The demercaptanized naphtha stream in line 114 may be fed to the light stripper column 120. The light stripper column 120 may be in downstream communication with the mercaptan oxidation reactor 112 to provide a light stripper bottoms stream comprising disulfides and olefins in line 128. In an aspect, the light stripper bottoms stream predominantly comprises disulfides. In various embodiments, the demercaptanized naphtha stream in line 114 may be stripped in the presence of an inert stripping medium. In accordance with an exemplary embodiment as shown in the FIGURE, the demercaptanized naphtha stream in line 114 may be passed through a demercaptan heat exchanger 116 to be heated by heat exchange with the hydrodesulfurized naphtha stream in line 146 before being fed to the light stripper column 120. The demercaptanized naphtha stream in line 114 may be stripped in the light stripper column 120 to provide a treated light naphtha stream in line 124 and a light stripper bottoms stream in line 128. In accordance with an instant embodiment as discussed, the treated light naphtha stream may be recovered from an overhead of the light stripper column 120 in line 124. An overhead stream from the light stripper column 120 may be condensed and separated in a receiver with a net overhead gas being taken out in line 126 and a portion of the condensed liquid being refluxed back to the light stripper column 120 to obtain another portion of the condensed liquid in the treated light naphtha stream in line 124. The net overhead gas may be taken out in line 126 from the receiver and may be passed to an off-gas scrubber (not shown). In an aspect, the cut-point of the treated light naphtha stream in the light stripper column 120 may be in range of about 60° C. (140° F.) to about 70° C. (158° F.) such that light stripper bottoms stream in line 128 predominantly comprises disulfides.

> [Problem statement]:
In the passage on naphtha stripping, what temperature range is given for the cut-point of the treated light naphtha stream in the light stripper column?

> [Given data]:
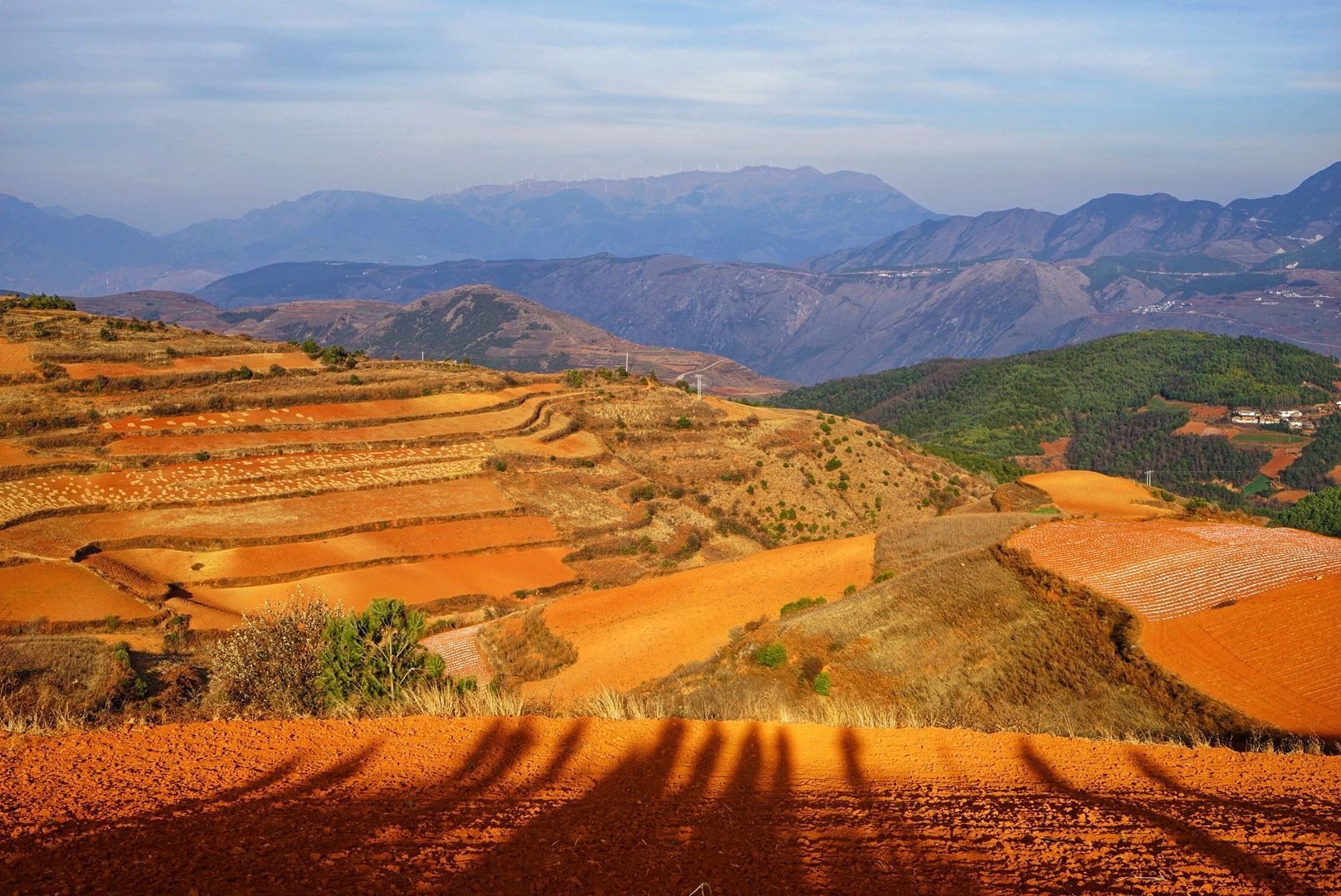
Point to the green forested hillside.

> [Result of this task]:
About 60° C. (140° F.) to about 70° C. (158° F.)